### TEXT PASSAGE
School and Community Programs at Pittsburgh Center for the Arts"We do not know who we are until we know what we can do. That should be the job of education. "

- Sir Kenneth Robinson: author,
Out of Our Minds: Learning to be Creative

The School & Community Arts program at Pittsburgh Center for the Arts is dedicated to bringing artist residencies to schools, nonprofit service agencies, and community organizations working with both children and adults in Allegheny, Beaver, Southwest Butler, Greene, and Washington counties. Artist residencies are designed to place trained, knowledgeable, and practicing artists into school and community settings where they can share the benefits of the creative process. This Program is in partnership with the Pennsylvania Council on the Arts.

We currently have 49 resident artists in our program, including media artists, dancers, folk artists, musicians, visual artists and writers. This year we accepted Jamie Boyd, Randy Collins, Michael Johnsen, Christopher Kardambikis, Tavia LaFollette, Laura Jean McLaughlin, Davil Pohl, Quantum Theatre, and Thomas Sarver.

Contact

Mary Brenholts
Director of School & Community Programs
mbrenholts@pittsburgharts.org
412-361-0455 x368

2010 Artist residency directory

As we are currently updating content in our Community Programs section, please click to download this PDF of our Resident Artists (3.3 MB).

### SUPPLIED RECORDS
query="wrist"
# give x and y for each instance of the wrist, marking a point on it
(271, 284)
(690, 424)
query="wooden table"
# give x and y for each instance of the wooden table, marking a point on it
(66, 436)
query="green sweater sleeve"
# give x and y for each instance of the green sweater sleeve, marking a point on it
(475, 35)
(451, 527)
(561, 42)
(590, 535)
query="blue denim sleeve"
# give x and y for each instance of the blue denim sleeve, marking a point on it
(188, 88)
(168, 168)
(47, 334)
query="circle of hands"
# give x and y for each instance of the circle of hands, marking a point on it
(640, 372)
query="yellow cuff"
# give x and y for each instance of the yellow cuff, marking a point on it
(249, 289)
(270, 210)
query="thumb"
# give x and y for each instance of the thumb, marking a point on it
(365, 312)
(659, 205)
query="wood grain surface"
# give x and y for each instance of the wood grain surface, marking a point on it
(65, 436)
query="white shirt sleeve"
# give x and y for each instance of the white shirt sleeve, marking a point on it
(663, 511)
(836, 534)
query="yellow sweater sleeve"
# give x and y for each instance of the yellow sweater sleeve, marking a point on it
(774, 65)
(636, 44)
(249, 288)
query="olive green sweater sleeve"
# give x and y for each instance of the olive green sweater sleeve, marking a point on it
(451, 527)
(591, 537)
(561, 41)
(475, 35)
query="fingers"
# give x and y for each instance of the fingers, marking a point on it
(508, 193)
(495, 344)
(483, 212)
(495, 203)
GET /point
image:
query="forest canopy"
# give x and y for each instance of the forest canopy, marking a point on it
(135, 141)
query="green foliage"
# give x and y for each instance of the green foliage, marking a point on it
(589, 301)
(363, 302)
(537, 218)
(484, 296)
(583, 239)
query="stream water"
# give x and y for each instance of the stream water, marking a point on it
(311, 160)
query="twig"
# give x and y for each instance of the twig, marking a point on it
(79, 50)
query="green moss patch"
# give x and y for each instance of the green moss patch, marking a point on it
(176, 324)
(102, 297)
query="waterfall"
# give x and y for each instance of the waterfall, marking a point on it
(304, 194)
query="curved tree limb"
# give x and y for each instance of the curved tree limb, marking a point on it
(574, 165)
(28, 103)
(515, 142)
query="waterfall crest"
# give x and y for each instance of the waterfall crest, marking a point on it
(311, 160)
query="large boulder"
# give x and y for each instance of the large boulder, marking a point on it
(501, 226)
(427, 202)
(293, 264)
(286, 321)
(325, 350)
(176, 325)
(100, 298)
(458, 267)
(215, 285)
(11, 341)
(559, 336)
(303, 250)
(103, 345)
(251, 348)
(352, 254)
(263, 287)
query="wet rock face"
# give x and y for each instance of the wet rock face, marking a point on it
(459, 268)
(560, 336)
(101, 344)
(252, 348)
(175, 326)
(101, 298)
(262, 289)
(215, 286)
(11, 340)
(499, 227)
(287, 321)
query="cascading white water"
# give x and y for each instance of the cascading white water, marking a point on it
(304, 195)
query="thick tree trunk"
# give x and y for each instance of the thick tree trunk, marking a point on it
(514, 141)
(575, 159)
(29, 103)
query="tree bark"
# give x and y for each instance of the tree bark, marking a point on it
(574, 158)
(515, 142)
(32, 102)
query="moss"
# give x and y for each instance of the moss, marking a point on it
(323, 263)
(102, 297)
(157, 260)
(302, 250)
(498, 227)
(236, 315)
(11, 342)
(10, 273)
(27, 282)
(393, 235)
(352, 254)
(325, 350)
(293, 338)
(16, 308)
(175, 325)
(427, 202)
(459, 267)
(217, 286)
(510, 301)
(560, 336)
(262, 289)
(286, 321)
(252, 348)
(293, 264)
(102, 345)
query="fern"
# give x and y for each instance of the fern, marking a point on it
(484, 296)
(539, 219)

### THE PROBLEM
Reproduce the passage on the School & Community Arts program in full, word for word, above the listing.

### FULL OUTPUT
School and Community Programs at Pittsburgh Center for the Arts"We do not know who we are until we know what we can do. That should be the job of education. "

- Sir Kenneth Robinson: author,
Out of Our Minds: Learning to be Creative

The School & Community Arts program at Pittsburgh Center for the Arts is dedicated to bringing artist residencies to schools, nonprofit service agencies, and community organizations working with both children and adults in Allegheny, Beaver, Southwest Butler, Greene, and Washington counties. Artist residencies are designed to place trained, knowledgeable, and practicing artists into school and community settings where they can share the benefits of the creative process. This Program is in partnership with the Pennsylvania Council on the Arts.

We currently have 49 resident artists in our program, including media artists, dancers, folk artists, musicians, visual artists and writers. This year we accepted Jamie Boyd, Randy Collins, Michael Johnsen, Christopher Kardambikis, Tavia LaFollette, Laura Jean McLaughlin, Davil Pohl, Quantum Theatre, and Thomas Sarver.

Contact

Mary Brenholts
Director of School & Community Programs
mbrenholts@pittsburgharts.org
412-361-0455 x368

2010 Artist residency directory

As we are currently updating content in our Community Programs section, please click to download this PDF of our Resident Artists (3.3 MB).